Objectif: Quelles lignes des enregistrements contiennent la chaîne « flower » ? Recueillez-les toutes.

Annotations par points des photos:

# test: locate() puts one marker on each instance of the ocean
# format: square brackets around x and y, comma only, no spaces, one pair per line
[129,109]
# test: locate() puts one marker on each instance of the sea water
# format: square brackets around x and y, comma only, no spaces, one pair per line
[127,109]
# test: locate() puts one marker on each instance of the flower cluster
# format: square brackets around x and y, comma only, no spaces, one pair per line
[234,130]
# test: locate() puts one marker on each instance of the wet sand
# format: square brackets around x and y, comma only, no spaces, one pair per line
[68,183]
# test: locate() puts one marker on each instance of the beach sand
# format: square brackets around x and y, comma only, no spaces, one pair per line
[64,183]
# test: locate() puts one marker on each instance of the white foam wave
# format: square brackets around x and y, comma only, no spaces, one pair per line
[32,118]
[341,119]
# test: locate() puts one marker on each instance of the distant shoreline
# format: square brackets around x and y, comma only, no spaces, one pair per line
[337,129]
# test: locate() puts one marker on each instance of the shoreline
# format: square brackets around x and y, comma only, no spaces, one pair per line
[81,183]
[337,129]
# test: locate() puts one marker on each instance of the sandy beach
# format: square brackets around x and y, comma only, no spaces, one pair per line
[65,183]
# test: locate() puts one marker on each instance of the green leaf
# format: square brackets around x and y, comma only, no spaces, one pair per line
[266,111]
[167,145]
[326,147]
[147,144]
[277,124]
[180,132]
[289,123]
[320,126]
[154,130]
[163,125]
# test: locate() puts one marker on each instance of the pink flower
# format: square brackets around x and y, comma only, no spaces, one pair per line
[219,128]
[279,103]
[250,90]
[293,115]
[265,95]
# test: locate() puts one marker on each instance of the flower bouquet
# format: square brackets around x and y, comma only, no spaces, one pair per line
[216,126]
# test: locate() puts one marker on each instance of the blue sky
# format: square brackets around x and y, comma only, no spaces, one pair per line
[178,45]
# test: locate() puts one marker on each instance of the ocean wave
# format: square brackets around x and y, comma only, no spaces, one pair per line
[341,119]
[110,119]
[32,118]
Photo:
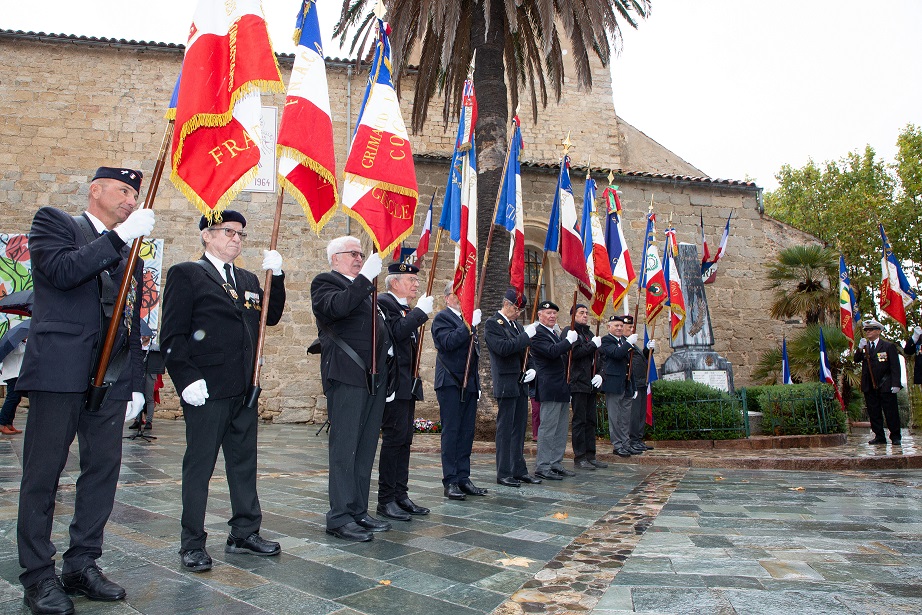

Réponse:
# test: locate() puts one marker on each instance of the flower cluster
# test: locate() puts one marker on each instance of the pink flower
# test: locate() puts one marker on each instance of the flower bouquet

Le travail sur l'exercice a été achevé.